## Problem 1
In the commentary on the House committee's Armenian genocide vote, which Jewish committee member voted against the resolution in 2007?
## Problem 2
Write the next part of the commentary on the House committee's Armenian genocide vote, starting after its final sentence.

## Text passage
──────
M.J. Rosenberg at the Huffington Post sees the vote yesterday in the House Foreign Affairs Committee recognizing the Armenian genocide as a genocide as typical of Israel lobby machinations:
The lobby has always opposed deeming the Armenian slaughter a genocide largely because Turkey has (or had) good relations with Israel. And the lobby, and its Congressional acolytes, did not want to harm those relations.
But, since the Gaza war, Turkish-Israeli relations have deteriorated. The Turks, like pretty much every other nation on the planet, were appalled by the Israeli onslaught against the Gazans. And said so.
Ever since, the Netanyahu government has made a point to stick it to the Turks.
That battle is now being carried to Washington. The Israelis are trying to teach the Turks a lesson. If the Armenian resolution passes both houses and goes into effect, it will not be out of some newfound compassion for the victims of the Armenian genocide and their descendants, but to send a message to Turkey: if you mess with Israel, its lobby will make Turkey pay a price in Washington.
And, just maybe, the United States will pay it too.
I think this assessment is wrong, but I first have to admit a degree of culpability; M.J. bases this assessment on a parsing of a brief I wrote on the vote, and his parsing is fair enough; there’s just so much I could pack into the brief, and stuff I left out might have led him to different conclusions.
First, let me make clear: I don’t think Israel or the pro-Israel lobby is behind this vote. What I was trying to report in the brief is that while Israel and the pro-Israel lobby helped squelch previous efforts to pass this non-binding resolution, this year — based on a bunch of conversations I’ve had over the past year — I can safely say that the pro-Israel community is hanging back and telling the lawmakers, "Do what you feel is right. We’re not spending political capital on the Turks this season."
I honestly did not get the sense that anyone in the pro-Israel lobby is eager for this resolution to pass; just that they did not feel motivated to burn themselves by helping to kill it.
In fact, this resolution carried in committee at least once before — in 2007 — and it carried because seven out of eight Jews on committee voted for it. (The single Jew who voted against was Robert Wexler of Florida, who was a friend of the Turkish lobby.)
So if the Jewish members favored the "genocide" label in the past, why did I choose to make a news item of yesterday’s vote? Because there was a subtle — but significant — difference this time. Last time, the chairman of the panel, the late Tom Lantos of California, did not sponsor the bill — but he ended up voting for it, after agonizing about it in his opening remarks. So too did the other six Jews who voted to call the massacres a genocide. And some of them explicitly agonized because of Turkey’s good relations (at least then) with Israel. "This has been tough for me," Gary Ackerman of New York said then. Eliot Engel of New York voted "with a heavy heart."
──────
## Data section
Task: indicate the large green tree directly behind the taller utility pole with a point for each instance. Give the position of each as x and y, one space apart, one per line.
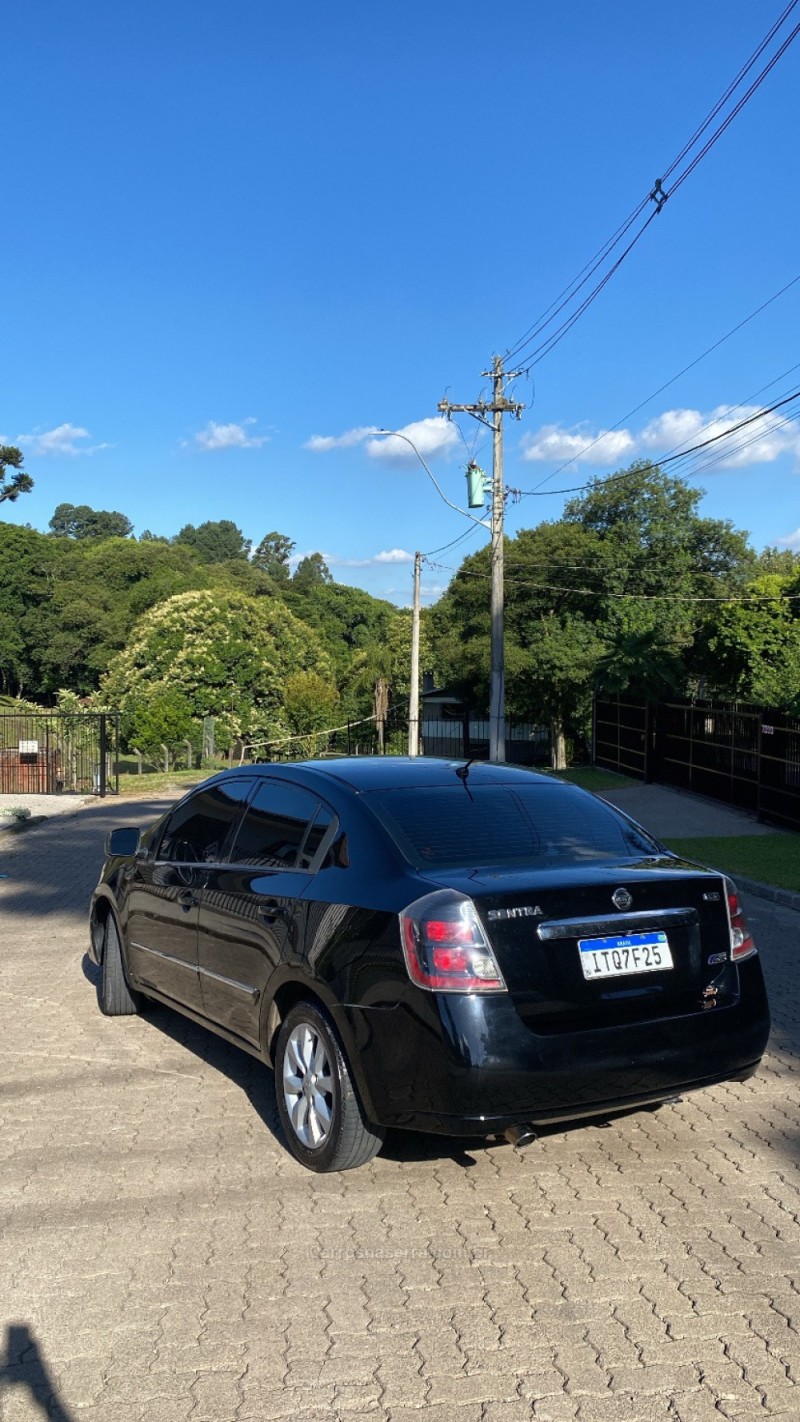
──────
## Response area 1
Robert Wexler of Florida.

## Response area 2
This time, Lantos’ successor as chairman, Howard Berman of California, did not dither at all and, in fact, co-sponsored the bill. And despite his urgings, it passed by a much tighter margin than in 2007: 23-22 yesterday as opposed to 27-21 in 2007. (It never reached the full House in that session.) This year, Wexler’s out of Congress, and all seven Jews on the panel were in the "aye" column.
So what does this really tell us about the Israel lobby? It says, first of all, that its frontline — Congress’ Jewish members (and please, this is not unusual, Hispanic groups look to Hispanic members as their frontline, etc.) — will at times defy the lobby’s wishes. They did so in 2007, when pro-Israel groups lobbied very, very hard against the resolution. That they felt freer to vote in favor yesterday is significant, but the bigger picture underscores that they are not the lobby’s pawns.
It also means that lobbies align themselves with existing interests. Previous defeats of the bill — whether in committee, or by keeping the resolution from reaching the House floor — were not the Israel lobby’s alone. As M.J. notes, the Obama administration, like its predecessors, lobbied hard against the bill. Notably, Republicans on the committee who are seen as stalwarts of the pro-Israel lobby voted nay both times, including Ileana Ros-Lehtinen of Florida and Mike Pence of Indiana, and presumably for the same reason: They have close ties to the Pentagon, which, because of Turkey’s NATO membership, does not want it to pass.
It also means that there are other, competing, lobbies. Adam Schiff of California, the perennial sponsor of this resolution, happens to be Jewish — and also happens to represent an Armenian-heavy constituency in California. Berman is and Lantos was, not coincidentally, also Californians.
But finally, it means that American foreign policy — and this is something we wonks forget — is driven, perhaps to a greater degree than in any other country, by conscience. By moral choice.
I’m not saying yesterday’s vote is the correct moral choice. The doctrine of "realism" in foreign policy implies legitimate moral choices of self-interest — and this vote may not be in Amerca’s self-interest. And I don’t know whether the resolution will go farther than the committee — Nancy Pelosi, the House speaker, kept it from the House floor in 2007, and may do so again.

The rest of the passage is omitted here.